[[ Data listing, beginning ]]

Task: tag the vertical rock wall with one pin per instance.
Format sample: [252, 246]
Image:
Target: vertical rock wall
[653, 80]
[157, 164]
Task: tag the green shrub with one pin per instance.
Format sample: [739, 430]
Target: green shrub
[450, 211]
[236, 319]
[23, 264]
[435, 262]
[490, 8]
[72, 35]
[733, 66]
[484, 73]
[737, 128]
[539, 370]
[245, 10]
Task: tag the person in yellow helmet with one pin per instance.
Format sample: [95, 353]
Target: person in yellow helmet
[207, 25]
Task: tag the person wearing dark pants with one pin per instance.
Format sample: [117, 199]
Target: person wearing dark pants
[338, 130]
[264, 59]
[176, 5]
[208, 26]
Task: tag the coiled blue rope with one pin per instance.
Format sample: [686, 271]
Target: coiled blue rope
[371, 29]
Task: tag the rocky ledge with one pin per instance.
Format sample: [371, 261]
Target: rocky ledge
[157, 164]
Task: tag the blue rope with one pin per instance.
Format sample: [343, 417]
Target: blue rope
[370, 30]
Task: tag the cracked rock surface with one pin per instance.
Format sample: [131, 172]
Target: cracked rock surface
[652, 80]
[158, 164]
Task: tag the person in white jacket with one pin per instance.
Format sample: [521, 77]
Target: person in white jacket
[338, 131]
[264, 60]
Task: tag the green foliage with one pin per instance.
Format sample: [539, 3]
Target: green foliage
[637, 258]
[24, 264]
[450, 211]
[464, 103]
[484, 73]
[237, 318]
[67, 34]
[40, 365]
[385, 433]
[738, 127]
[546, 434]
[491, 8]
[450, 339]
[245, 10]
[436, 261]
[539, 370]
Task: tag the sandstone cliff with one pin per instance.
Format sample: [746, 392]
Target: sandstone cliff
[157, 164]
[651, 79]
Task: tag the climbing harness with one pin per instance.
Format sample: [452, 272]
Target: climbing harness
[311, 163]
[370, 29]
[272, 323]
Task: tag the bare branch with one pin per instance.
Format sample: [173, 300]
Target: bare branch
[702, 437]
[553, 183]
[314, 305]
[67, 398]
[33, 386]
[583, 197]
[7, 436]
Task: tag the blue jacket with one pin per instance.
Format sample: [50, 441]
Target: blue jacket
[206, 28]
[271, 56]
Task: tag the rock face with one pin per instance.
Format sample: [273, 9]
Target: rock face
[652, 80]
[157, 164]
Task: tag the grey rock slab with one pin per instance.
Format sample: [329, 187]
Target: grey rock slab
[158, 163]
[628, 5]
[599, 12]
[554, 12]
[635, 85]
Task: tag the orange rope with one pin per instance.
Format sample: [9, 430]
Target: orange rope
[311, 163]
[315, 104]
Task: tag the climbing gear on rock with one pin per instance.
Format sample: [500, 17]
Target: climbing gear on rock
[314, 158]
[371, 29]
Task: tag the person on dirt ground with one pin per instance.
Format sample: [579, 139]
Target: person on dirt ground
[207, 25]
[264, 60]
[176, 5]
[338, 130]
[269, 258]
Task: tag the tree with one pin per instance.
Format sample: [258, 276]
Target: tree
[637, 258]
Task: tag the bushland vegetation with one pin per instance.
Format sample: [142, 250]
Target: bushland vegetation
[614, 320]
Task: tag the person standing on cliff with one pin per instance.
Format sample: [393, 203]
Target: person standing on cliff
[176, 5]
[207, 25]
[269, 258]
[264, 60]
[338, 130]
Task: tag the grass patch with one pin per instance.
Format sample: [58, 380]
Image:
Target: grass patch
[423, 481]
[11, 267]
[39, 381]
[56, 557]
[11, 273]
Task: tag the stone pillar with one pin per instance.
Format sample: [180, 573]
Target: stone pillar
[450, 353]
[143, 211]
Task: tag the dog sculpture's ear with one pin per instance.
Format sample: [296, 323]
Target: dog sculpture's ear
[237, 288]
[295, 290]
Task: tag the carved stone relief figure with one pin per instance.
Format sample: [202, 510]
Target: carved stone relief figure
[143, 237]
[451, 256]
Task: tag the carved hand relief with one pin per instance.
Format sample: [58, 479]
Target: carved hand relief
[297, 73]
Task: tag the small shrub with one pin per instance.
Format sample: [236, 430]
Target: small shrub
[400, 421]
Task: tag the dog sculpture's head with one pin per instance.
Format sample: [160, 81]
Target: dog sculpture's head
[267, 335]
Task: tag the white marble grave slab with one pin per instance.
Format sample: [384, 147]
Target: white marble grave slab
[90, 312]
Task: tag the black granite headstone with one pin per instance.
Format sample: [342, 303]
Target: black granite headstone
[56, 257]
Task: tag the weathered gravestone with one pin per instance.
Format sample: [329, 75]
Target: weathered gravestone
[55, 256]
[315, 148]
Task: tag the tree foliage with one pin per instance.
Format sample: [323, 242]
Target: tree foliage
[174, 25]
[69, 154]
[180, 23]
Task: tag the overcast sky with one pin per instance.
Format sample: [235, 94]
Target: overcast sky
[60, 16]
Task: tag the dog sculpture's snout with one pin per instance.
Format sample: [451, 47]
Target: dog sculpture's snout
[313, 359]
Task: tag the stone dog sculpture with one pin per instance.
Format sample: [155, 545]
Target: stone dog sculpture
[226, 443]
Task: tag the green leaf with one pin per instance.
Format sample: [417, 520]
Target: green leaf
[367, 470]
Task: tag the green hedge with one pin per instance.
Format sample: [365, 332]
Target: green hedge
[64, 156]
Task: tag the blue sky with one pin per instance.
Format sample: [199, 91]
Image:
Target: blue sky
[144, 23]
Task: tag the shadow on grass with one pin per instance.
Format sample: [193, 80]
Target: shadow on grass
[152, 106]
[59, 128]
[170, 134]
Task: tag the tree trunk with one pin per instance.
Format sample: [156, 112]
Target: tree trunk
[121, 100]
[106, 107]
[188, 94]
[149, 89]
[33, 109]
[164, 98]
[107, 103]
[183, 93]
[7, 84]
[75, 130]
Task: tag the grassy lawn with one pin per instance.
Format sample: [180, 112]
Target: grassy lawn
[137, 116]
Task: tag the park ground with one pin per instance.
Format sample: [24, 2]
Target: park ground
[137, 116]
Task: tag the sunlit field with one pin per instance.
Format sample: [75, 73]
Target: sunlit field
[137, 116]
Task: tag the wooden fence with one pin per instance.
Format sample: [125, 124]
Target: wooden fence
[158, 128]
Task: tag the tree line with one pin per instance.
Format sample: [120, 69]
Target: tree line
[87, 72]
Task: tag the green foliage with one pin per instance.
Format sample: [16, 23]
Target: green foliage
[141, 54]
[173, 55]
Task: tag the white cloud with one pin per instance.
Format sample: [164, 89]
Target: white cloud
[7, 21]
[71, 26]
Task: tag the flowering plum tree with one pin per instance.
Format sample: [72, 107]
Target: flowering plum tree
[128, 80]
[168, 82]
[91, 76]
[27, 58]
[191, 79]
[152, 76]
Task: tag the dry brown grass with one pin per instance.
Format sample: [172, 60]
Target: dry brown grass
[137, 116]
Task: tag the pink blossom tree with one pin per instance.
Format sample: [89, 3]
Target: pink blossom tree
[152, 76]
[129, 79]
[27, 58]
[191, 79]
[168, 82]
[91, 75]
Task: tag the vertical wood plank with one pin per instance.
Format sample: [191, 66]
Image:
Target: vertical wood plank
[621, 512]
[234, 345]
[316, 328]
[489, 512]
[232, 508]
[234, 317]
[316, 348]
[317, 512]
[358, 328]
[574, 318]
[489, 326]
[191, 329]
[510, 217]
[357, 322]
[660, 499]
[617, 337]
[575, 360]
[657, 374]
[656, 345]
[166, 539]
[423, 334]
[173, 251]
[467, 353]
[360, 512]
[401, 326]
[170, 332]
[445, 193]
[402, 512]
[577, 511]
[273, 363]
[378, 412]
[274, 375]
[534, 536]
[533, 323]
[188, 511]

[[ Data listing, end ]]

Write the records out again so that each one matches the original exactly.

Task: tag the vertical rock wall with one pin per instance.
Format sample: [252, 246]
Image:
Target: vertical rock wall
[653, 80]
[157, 164]
Task: tag the green shrub with one pin per instance.
Format sample: [739, 430]
Target: green shrub
[450, 211]
[236, 319]
[23, 264]
[435, 262]
[490, 8]
[72, 35]
[733, 66]
[484, 73]
[737, 128]
[539, 370]
[245, 10]
Task: tag the person in yellow helmet with one pin per instance.
Format sample: [95, 353]
Target: person in yellow helmet
[207, 25]
Task: tag the person wearing dark pants with one pin per instance.
Format sample: [117, 199]
Target: person wearing dark pants
[338, 130]
[264, 59]
[176, 5]
[208, 26]
Task: tag the coiled blue rope with one pin per instance.
Format sample: [686, 271]
Target: coiled blue rope
[371, 29]
Task: tag the rocky ledge with one pin per instance.
Format sample: [371, 261]
Target: rocky ledge
[157, 164]
Task: tag the blue rope with one pin per instance.
Format sample: [343, 417]
Target: blue rope
[370, 30]
Task: tag the cracked rock surface with one pin per instance.
Format sample: [131, 172]
Target: cracked rock surface
[652, 80]
[158, 164]
Task: tag the person in white jacket with one pin per instance.
Format sample: [521, 77]
Target: person in white jacket
[338, 131]
[264, 60]
Task: tag the green foliage with one pin per instance.
Format sample: [539, 3]
Target: green foliage
[637, 258]
[24, 264]
[450, 211]
[464, 103]
[484, 73]
[237, 318]
[67, 34]
[40, 365]
[385, 433]
[738, 127]
[546, 434]
[491, 8]
[450, 339]
[245, 10]
[436, 261]
[539, 370]
Task: tag the sandstone cliff with one pin per instance.
Format sample: [746, 392]
Target: sandstone cliff
[157, 164]
[651, 79]
Task: tag the climbing harness with one pin per instance.
Format sample: [452, 272]
Target: climbing harness
[311, 163]
[370, 29]
[272, 323]
Task: tag the bare branch with one pin per instance.
Format sample: [173, 300]
Target: bare branch
[702, 437]
[553, 183]
[314, 305]
[67, 398]
[33, 386]
[583, 197]
[7, 436]
Task: tag the blue jacket with one pin per instance.
Format sample: [50, 441]
Target: blue jacket
[206, 28]
[271, 56]
Task: tag the rock face with one pin per instance.
Format sample: [273, 9]
Target: rock face
[652, 80]
[157, 164]
Task: tag the grey rock slab with one pin per instance.
Format sample: [329, 187]
Target: grey rock slab
[158, 163]
[628, 5]
[599, 12]
[554, 12]
[635, 85]
Task: tag the orange rope with one pin per instance.
Format sample: [9, 430]
Target: orange rope
[311, 163]
[315, 104]
Task: tag the climbing gear on rock with one pin per instance.
Format sample: [500, 17]
Target: climbing gear on rock
[314, 158]
[371, 29]
Task: tag the person on dirt ground with one pin per instance.
Format sample: [579, 139]
Target: person on dirt ground
[207, 25]
[264, 60]
[176, 5]
[338, 130]
[269, 258]
Task: tag the tree with one pin per instance.
Format sample: [258, 276]
Target: tree
[637, 258]
Task: tag the bushland vegetation with one pin per instance.
Format sample: [142, 250]
Target: bushland vegetation
[614, 320]
Task: tag the person standing on cliff with one pin per instance.
Format sample: [393, 203]
Target: person standing on cliff
[176, 5]
[207, 25]
[269, 258]
[264, 60]
[338, 130]
Task: tag the grass patch with one pin per instance.
Format sample: [58, 380]
Image:
Target: grass patch
[423, 481]
[11, 267]
[39, 381]
[56, 557]
[11, 273]
Task: tag the stone pillar with one pin per instance.
Format sample: [180, 573]
Target: stone pillar
[450, 353]
[143, 211]
Task: tag the dog sculpture's ear with one pin per instance.
Format sample: [296, 323]
Target: dog sculpture's ear
[237, 288]
[295, 290]
Task: tag the carved stone relief figure with one pin per instance.
Format sample: [202, 510]
Target: carved stone relief figure
[143, 237]
[451, 256]
Task: tag the carved hand relief with one pin per instance.
Format sample: [58, 479]
Target: carved hand relief
[297, 73]
Task: tag the small shrub with one pin per instance.
Format sample: [236, 430]
Target: small shrub
[400, 421]
Task: tag the dog sculpture's head with one pin per instance.
Format sample: [160, 81]
Target: dog sculpture's head
[267, 335]
Task: tag the white marble grave slab with one pin per instance.
Format sample: [384, 147]
Target: white marble grave slab
[90, 312]
Task: tag the black granite headstone with one pin per instance.
Format sample: [342, 303]
Target: black granite headstone
[56, 257]
Task: tag the weathered gravestone with one pin per instance.
Format sample: [329, 75]
Target: weathered gravestone
[55, 256]
[315, 148]
Task: tag the tree foliage with one pin per instance.
Format sample: [323, 242]
Target: tree foliage
[174, 25]
[69, 154]
[180, 23]
Task: tag the overcast sky with one pin per instance.
Format sample: [235, 94]
Target: overcast sky
[60, 16]
Task: tag the dog sculpture's snout with one pin per instance.
Format sample: [451, 47]
Target: dog sculpture's snout
[313, 359]
Task: tag the stone dog sculpture with one pin per instance.
Format sample: [155, 545]
Target: stone dog sculpture
[226, 443]
Task: tag the green leaf with one pin per instance.
Format sample: [417, 520]
Target: green leaf
[367, 470]
Task: tag the green hedge with one pin per instance.
Format sample: [365, 332]
Target: green hedge
[64, 156]
Task: tag the blue sky with one pin per instance.
Format sample: [199, 91]
Image:
Target: blue sky
[144, 23]
Task: tag the shadow on grass with one pin per instance.
Format sample: [193, 80]
Target: shadow on grass
[152, 106]
[59, 128]
[170, 134]
Task: tag the tree trunk with one pin per instance.
Format sample: [156, 112]
Target: tree trunk
[121, 100]
[106, 107]
[188, 94]
[149, 89]
[33, 109]
[164, 98]
[107, 103]
[183, 93]
[7, 84]
[75, 130]
Task: tag the grassy lawn with one pin per instance.
Format sample: [180, 112]
Target: grassy lawn
[137, 116]
Task: tag the park ground with one pin per instance.
Format sample: [24, 2]
Target: park ground
[137, 116]
Task: tag the sunlit field with one pin per instance.
Format sample: [75, 73]
Target: sunlit field
[137, 116]
Task: tag the wooden fence with one pin per instance.
Format sample: [125, 124]
Target: wooden fence
[158, 128]
Task: tag the tree line with one pin per instance.
Format sample: [120, 69]
Target: tree line
[87, 72]
Task: tag the green foliage with one pin per instance.
Format sample: [16, 23]
Target: green foliage
[141, 54]
[173, 55]
Task: tag the white cloud with one pin per instance.
Format sample: [164, 89]
Target: white cloud
[7, 21]
[71, 26]
Task: tag the flowering plum tree with one pin per instance.
Format sample: [72, 107]
Target: flowering plum tree
[128, 80]
[168, 82]
[91, 76]
[27, 58]
[191, 79]
[152, 76]
Task: tag the dry brown grass with one pin per instance.
Format sample: [172, 60]
Target: dry brown grass
[137, 116]
Task: tag the pink blossom tree with one pin per instance.
Format sample: [89, 3]
Target: pink blossom tree
[152, 76]
[129, 79]
[27, 58]
[191, 79]
[168, 82]
[91, 75]
Task: tag the vertical wood plank with one pin per instance.
Format sample: [191, 66]
Image:
Target: vertical wood plank
[621, 512]
[234, 345]
[316, 328]
[489, 512]
[232, 508]
[234, 317]
[316, 348]
[317, 512]
[358, 328]
[574, 318]
[489, 326]
[191, 329]
[510, 217]
[357, 322]
[660, 499]
[617, 337]
[575, 360]
[657, 374]
[656, 345]
[166, 539]
[423, 334]
[173, 251]
[467, 353]
[360, 512]
[401, 326]
[170, 332]
[445, 193]
[402, 512]
[577, 511]
[273, 363]
[378, 412]
[274, 375]
[534, 536]
[533, 323]
[188, 511]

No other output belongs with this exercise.